Records from a point labeling set.
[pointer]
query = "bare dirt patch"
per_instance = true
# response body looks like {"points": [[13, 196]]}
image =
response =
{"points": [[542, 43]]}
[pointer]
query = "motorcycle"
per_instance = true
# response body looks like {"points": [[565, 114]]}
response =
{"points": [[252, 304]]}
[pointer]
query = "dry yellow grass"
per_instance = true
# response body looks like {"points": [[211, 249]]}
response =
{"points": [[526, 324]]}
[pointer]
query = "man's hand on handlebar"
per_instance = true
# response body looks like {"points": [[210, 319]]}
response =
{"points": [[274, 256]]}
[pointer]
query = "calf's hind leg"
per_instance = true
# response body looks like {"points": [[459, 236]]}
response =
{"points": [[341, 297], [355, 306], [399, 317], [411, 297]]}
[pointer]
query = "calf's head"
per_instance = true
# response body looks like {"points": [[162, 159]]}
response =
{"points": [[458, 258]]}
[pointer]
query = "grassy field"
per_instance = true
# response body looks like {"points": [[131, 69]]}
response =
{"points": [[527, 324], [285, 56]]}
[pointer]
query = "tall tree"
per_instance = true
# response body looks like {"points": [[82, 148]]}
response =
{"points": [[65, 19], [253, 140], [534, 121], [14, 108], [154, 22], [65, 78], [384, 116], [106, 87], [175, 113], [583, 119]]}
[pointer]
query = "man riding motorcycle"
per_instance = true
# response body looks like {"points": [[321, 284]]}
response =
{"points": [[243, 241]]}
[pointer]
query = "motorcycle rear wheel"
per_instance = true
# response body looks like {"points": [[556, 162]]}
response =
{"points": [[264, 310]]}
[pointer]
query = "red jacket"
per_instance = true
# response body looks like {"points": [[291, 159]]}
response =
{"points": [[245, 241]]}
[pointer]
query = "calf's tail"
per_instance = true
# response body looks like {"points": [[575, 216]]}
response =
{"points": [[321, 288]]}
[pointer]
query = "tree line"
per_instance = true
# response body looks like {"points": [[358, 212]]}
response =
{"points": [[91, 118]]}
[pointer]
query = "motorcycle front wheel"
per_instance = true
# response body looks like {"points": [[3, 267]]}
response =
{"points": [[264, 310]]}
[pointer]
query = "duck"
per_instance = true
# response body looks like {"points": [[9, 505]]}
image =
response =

Task requirements.
Your task is to print the whole listing again exactly.

Solution for this problem.
[pointer]
query = "bare dirt patch"
per_instance = true
# response body looks like {"points": [[13, 196]]}
image =
response =
{"points": [[542, 43]]}
[pointer]
query = "motorcycle"
per_instance = true
# response body looks like {"points": [[565, 114]]}
response =
{"points": [[252, 304]]}
[pointer]
query = "dry yellow grass"
per_instance = true
# response body looks like {"points": [[211, 249]]}
response =
{"points": [[526, 324]]}
[pointer]
query = "man's hand on handlebar"
per_instance = true
# response body looks like {"points": [[210, 319]]}
response =
{"points": [[274, 256]]}
[pointer]
query = "calf's hind leg"
per_instance = true
# response body looks like {"points": [[459, 236]]}
response =
{"points": [[341, 297], [355, 306], [399, 317], [411, 297]]}
[pointer]
query = "calf's head"
per_instance = true
# response body looks like {"points": [[162, 159]]}
response =
{"points": [[458, 258]]}
[pointer]
query = "grassy field"
per_instance = true
# response body looks like {"points": [[131, 69]]}
response =
{"points": [[527, 324], [285, 56]]}
[pointer]
query = "tall tree"
per_instance = true
# response body looks like {"points": [[82, 148]]}
response =
{"points": [[65, 19], [253, 140], [534, 121], [14, 108], [154, 22], [65, 78], [384, 116], [106, 87], [175, 113], [583, 119]]}
[pointer]
query = "man riding motorcycle"
per_instance = true
# response body looks like {"points": [[321, 284]]}
response =
{"points": [[243, 241]]}
[pointer]
query = "motorcycle rear wheel"
per_instance = true
# response body looks like {"points": [[556, 162]]}
response =
{"points": [[264, 310]]}
[pointer]
query = "red jacket"
per_instance = true
# response body looks like {"points": [[291, 159]]}
response =
{"points": [[245, 241]]}
[pointer]
query = "calf's tail"
per_instance = true
# response body looks like {"points": [[575, 216]]}
response =
{"points": [[321, 288]]}
[pointer]
query = "tree line"
per_instance = true
# response body looks like {"points": [[358, 212]]}
response =
{"points": [[91, 118]]}
[pointer]
query = "motorcycle front wheel"
per_instance = true
# response body looks like {"points": [[3, 267]]}
response =
{"points": [[264, 310]]}
[pointer]
query = "duck"
per_instance = true
# response body looks like {"points": [[9, 505]]}
image =
response =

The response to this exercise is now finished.